=== Material provided ===
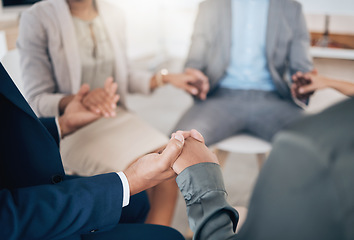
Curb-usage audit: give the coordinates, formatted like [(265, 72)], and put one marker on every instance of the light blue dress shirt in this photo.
[(248, 64)]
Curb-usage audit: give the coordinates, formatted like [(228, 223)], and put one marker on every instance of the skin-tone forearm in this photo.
[(346, 88)]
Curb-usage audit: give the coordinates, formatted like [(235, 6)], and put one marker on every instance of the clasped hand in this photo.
[(182, 151)]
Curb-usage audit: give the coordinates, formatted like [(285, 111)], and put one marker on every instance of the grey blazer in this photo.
[(304, 191), (287, 41), (50, 60)]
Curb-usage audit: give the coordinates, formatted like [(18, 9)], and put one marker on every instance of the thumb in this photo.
[(85, 88), (173, 149), (307, 88)]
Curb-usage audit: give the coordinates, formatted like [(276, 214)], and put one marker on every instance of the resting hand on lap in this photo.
[(76, 115)]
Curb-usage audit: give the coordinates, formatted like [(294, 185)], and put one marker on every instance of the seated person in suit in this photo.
[(66, 43), (246, 49), (314, 82), (304, 190), (37, 199)]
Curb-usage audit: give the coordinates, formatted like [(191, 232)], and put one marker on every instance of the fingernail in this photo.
[(179, 137)]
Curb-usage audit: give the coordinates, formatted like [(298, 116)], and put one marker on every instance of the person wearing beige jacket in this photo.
[(66, 43)]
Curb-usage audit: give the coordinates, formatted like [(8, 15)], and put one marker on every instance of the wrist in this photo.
[(162, 77)]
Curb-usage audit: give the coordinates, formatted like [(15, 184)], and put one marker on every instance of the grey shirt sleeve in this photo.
[(210, 216)]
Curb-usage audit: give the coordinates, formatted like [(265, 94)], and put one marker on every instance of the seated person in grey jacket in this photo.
[(303, 192), (246, 49)]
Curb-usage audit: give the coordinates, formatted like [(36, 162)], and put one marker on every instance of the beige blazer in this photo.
[(50, 60)]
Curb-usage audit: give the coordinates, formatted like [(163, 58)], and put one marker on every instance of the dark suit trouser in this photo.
[(227, 112)]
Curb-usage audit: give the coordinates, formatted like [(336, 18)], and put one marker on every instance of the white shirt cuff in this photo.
[(126, 189), (58, 127)]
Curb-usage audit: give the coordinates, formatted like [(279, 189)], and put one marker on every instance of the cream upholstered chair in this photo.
[(243, 143)]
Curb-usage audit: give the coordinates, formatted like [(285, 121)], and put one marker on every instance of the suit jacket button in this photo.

=== What the task asks ===
Copy each line exactly, from the line containing "sleeve in this photo." down to the last line of the material, and no other lines.

=== Written answer ===
Curb-usage audit: give the coordinates, formatted like [(15, 184)], and put one marker on every instance of the grey shirt sleeve in this photo.
[(210, 216)]
Curb-usage audit: give the coordinates, formatted like [(265, 94)], and put one marker on every instance of the seated person in grey jacket in this photo.
[(303, 192), (246, 49)]
Curb-usage audit: give the coordinates, formatted like [(36, 162)], and put one marker on every instance of the beige blazer in this photo.
[(50, 60)]
Curb-usage audit: give the coordinates, formatted like [(163, 58)], and put one marker on every instance of the dark suit trouser in this photo.
[(227, 112)]
Curb-usage audit: give the coordinates, formatted like [(336, 18)], and put one marker on every instance of the white shirt cuff in this photo.
[(126, 189), (58, 127)]
Curb-usage audit: give the coordinates, formatted like [(279, 189)], and put one marker on every instance of the cream upholstered chair in this photo.
[(243, 143)]
Curb-usage audit: give the coordinates, formatted like [(285, 121)], and put one marker on every instance of the suit jacket button in this photo.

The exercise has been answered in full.